/---

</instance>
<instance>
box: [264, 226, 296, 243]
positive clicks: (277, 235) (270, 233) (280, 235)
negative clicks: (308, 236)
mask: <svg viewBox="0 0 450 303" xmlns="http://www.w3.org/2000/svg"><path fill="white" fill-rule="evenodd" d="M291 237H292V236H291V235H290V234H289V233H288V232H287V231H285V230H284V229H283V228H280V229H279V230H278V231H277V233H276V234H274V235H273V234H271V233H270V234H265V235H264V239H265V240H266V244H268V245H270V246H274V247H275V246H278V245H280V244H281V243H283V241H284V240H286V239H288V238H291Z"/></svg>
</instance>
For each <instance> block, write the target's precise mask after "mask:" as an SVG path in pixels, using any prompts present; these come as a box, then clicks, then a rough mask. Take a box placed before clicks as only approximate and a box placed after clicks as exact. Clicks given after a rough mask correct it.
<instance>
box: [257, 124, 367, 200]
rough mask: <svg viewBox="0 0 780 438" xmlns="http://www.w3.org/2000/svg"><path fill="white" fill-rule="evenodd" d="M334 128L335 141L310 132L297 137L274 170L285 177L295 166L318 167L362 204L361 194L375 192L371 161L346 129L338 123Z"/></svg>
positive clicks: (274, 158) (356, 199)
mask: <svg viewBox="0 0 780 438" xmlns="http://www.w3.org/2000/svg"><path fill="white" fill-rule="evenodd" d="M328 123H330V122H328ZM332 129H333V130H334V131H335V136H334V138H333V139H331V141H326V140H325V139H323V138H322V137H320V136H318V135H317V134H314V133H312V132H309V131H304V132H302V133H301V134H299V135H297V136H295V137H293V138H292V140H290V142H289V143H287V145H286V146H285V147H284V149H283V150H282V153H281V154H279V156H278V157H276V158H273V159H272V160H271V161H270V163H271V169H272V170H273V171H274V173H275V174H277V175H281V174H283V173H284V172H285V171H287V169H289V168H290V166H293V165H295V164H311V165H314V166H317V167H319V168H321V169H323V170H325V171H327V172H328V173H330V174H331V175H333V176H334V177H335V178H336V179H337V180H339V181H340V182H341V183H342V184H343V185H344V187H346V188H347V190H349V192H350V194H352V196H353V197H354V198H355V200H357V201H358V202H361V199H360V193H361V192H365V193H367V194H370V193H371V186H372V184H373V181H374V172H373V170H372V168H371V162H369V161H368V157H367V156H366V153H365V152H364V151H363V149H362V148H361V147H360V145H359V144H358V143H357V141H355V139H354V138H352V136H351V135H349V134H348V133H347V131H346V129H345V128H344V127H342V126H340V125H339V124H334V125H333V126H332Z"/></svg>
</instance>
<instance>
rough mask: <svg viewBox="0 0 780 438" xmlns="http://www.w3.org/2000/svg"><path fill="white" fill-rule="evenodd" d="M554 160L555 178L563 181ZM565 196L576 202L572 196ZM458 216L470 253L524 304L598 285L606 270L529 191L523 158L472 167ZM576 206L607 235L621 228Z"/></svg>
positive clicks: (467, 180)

\---

Edit the items above so that every "positive clicks" becomes "include clicks", and leave every other character as it is.

RESPONSE:
</instance>
<instance>
box: [264, 226, 296, 243]
include clicks: (277, 235) (270, 233) (280, 235)
negative clicks: (308, 236)
mask: <svg viewBox="0 0 450 303" xmlns="http://www.w3.org/2000/svg"><path fill="white" fill-rule="evenodd" d="M291 237H292V236H291V235H290V234H289V233H288V232H287V231H285V230H284V229H283V228H280V229H279V230H278V231H277V233H276V234H274V235H273V234H271V233H270V234H265V235H264V239H265V240H266V244H268V245H270V246H274V247H275V246H278V245H280V244H281V243H283V241H284V240H286V239H288V238H291Z"/></svg>
</instance>
For each <instance> block, write the target's precise mask after "mask:" as an SVG path in pixels, using any prompts present; these come as a box, then clicks, then a rough mask. Take a box placed before clicks as only approximate and a box placed after clicks as exact. Clicks given after a rough mask correct it.
<instance>
box: [257, 124, 367, 200]
rough mask: <svg viewBox="0 0 780 438" xmlns="http://www.w3.org/2000/svg"><path fill="white" fill-rule="evenodd" d="M334 128L335 141L310 132L297 137L274 170L285 177L295 166L318 167L362 204L361 194L375 192L371 161L346 129L338 123Z"/></svg>
include clicks: (274, 158) (356, 199)
mask: <svg viewBox="0 0 780 438" xmlns="http://www.w3.org/2000/svg"><path fill="white" fill-rule="evenodd" d="M328 123H330V122H328ZM332 129H333V130H334V131H335V136H334V138H333V139H331V141H326V140H325V139H323V138H322V137H320V136H318V135H317V134H314V133H312V132H309V131H304V132H302V133H301V134H299V135H297V136H295V137H293V138H292V140H290V142H289V143H287V145H286V146H285V147H284V149H283V150H282V153H281V154H279V156H278V157H276V158H273V159H272V160H271V161H270V163H271V169H272V170H273V171H274V173H275V174H277V175H281V174H283V173H284V172H285V171H287V169H289V168H290V166H293V165H295V164H311V165H314V166H317V167H319V168H321V169H323V170H325V171H327V172H328V173H330V174H331V175H333V176H334V177H335V178H336V179H337V180H339V181H340V182H341V183H342V184H343V185H344V187H346V188H347V190H349V192H350V194H352V196H353V197H354V198H355V200H357V201H358V202H361V199H360V193H361V192H365V193H367V194H370V193H371V186H372V184H373V181H374V172H373V170H372V168H371V162H369V161H368V157H367V156H366V153H365V152H364V151H363V149H362V148H361V147H360V145H359V144H358V143H357V141H355V139H354V138H352V136H351V135H349V134H348V133H347V131H346V129H345V128H344V127H342V126H340V125H339V124H334V125H333V126H332Z"/></svg>
</instance>
<instance>
rough mask: <svg viewBox="0 0 780 438" xmlns="http://www.w3.org/2000/svg"><path fill="white" fill-rule="evenodd" d="M554 160L555 178L563 181ZM565 196L576 202L572 196ZM458 216L470 253L524 304L598 285L606 270L529 191L523 158L472 167ZM576 206L607 235L621 228Z"/></svg>
include clicks: (467, 180)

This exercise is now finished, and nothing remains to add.